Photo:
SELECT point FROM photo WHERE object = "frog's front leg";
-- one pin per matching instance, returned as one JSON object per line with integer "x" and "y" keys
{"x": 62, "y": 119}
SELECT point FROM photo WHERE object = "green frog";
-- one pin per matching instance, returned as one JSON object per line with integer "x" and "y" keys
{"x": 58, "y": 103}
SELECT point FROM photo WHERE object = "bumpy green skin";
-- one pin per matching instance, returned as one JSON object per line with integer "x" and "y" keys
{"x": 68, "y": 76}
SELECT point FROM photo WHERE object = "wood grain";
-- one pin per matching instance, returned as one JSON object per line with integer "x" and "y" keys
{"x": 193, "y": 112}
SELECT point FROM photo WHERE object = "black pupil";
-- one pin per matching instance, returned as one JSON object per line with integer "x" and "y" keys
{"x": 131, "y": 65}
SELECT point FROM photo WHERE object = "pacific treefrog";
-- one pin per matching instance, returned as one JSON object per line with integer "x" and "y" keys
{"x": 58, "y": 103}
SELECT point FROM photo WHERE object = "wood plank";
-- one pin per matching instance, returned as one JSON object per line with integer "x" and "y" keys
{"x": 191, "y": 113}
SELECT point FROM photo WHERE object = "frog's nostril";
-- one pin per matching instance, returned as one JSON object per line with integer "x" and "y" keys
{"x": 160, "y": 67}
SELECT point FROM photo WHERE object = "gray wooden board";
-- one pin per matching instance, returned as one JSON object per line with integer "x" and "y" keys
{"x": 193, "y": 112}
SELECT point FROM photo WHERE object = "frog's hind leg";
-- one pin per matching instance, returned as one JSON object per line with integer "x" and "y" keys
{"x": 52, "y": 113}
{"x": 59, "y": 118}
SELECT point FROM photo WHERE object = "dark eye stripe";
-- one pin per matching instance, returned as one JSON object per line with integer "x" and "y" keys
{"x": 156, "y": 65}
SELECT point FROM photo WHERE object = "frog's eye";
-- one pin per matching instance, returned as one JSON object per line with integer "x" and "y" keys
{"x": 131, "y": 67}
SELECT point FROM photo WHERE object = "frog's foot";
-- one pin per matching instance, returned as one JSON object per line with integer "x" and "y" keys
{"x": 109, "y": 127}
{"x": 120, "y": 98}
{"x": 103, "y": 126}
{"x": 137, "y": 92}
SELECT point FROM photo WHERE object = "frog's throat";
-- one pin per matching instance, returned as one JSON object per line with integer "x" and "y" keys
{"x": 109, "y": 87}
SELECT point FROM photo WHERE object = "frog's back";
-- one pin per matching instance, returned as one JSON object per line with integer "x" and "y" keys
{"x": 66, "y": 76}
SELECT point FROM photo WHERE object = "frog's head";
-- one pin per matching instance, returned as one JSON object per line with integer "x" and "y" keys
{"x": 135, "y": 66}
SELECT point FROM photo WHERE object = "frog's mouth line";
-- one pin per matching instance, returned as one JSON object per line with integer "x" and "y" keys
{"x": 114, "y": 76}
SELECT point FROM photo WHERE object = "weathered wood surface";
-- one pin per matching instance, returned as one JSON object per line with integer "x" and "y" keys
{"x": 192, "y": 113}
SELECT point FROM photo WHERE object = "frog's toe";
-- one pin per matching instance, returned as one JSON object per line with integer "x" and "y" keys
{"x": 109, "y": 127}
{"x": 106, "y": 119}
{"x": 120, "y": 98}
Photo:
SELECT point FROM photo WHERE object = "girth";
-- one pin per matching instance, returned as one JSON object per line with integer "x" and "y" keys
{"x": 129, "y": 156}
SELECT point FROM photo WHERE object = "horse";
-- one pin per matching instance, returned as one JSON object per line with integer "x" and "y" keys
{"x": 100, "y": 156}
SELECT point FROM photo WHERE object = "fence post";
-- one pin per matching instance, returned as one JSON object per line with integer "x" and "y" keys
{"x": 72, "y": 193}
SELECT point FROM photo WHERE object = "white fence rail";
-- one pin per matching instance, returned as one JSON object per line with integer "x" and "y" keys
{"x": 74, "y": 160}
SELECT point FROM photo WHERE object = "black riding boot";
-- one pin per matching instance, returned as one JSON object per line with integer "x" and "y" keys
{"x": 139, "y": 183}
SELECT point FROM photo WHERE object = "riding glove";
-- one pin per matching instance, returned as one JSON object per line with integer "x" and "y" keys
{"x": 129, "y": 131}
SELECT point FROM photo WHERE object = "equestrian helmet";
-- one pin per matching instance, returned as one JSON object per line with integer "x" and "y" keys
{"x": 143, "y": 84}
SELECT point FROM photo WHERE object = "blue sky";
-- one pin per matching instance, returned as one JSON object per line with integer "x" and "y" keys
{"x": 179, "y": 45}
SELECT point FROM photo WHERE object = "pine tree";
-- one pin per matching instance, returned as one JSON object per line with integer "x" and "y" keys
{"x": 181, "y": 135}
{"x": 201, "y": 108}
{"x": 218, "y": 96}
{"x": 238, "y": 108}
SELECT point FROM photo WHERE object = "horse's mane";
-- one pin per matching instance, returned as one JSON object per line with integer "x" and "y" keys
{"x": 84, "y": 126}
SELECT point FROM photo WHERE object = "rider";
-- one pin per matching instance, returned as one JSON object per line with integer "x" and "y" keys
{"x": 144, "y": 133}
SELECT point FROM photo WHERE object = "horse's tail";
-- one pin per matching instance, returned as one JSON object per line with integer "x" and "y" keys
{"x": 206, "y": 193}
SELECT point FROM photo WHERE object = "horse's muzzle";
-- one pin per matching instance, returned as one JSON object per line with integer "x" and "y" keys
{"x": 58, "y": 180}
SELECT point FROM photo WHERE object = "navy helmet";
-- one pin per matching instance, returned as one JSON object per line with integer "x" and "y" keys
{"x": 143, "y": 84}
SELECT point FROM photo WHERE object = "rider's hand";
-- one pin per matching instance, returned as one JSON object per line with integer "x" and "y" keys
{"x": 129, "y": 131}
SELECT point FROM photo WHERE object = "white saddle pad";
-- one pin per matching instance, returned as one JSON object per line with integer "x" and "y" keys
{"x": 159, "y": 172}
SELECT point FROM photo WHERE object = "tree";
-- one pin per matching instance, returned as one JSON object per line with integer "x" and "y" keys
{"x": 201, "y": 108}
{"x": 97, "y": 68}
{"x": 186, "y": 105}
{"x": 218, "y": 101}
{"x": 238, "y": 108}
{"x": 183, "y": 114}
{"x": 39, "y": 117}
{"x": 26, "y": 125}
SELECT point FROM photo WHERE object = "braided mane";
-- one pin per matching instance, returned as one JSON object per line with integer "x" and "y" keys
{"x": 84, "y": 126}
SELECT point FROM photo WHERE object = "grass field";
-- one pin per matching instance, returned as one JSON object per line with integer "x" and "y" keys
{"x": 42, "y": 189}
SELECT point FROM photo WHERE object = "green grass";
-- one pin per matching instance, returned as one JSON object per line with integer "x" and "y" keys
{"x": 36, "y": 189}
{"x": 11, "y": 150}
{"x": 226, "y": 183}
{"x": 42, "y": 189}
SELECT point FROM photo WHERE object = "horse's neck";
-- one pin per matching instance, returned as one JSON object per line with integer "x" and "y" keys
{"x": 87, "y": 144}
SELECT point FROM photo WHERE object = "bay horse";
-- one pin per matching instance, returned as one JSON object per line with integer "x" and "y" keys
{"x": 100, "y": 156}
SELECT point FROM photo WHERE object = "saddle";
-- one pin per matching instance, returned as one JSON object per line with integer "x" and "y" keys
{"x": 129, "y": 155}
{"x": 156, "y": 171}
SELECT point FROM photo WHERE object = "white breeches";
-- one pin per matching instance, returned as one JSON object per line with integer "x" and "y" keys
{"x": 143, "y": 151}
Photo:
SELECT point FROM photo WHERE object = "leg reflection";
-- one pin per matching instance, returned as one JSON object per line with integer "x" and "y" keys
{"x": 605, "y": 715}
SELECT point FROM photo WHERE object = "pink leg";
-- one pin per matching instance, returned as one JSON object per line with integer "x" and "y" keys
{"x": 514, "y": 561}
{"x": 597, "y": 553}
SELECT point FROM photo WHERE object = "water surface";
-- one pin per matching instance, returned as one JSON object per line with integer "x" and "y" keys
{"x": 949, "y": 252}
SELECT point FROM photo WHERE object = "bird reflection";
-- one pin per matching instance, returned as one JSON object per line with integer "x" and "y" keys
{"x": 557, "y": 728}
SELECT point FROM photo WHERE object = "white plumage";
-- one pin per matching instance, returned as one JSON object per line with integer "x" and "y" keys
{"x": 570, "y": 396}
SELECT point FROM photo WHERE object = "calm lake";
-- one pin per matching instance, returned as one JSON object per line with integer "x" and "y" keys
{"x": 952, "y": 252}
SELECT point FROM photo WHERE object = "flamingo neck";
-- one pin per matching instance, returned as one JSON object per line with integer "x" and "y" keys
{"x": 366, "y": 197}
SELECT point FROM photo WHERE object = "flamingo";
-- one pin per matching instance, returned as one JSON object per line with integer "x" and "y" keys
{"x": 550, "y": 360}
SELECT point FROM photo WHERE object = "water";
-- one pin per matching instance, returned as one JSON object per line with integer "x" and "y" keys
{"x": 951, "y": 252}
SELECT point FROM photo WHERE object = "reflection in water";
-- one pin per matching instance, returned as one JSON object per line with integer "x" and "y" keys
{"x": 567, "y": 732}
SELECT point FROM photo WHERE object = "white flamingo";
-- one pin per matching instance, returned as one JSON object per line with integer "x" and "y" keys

### The request
Please gather every line of the records that contains the word "white", treating case as significant.

### Result of the task
SELECT point FROM photo WHERE object = "white fence rail";
SELECT point FROM photo WHERE object = "white saddle pad";
SELECT point FROM photo WHERE object = "white breeches";
SELECT point FROM photo WHERE object = "white plumage";
SELECT point FROM photo WHERE object = "white flamingo";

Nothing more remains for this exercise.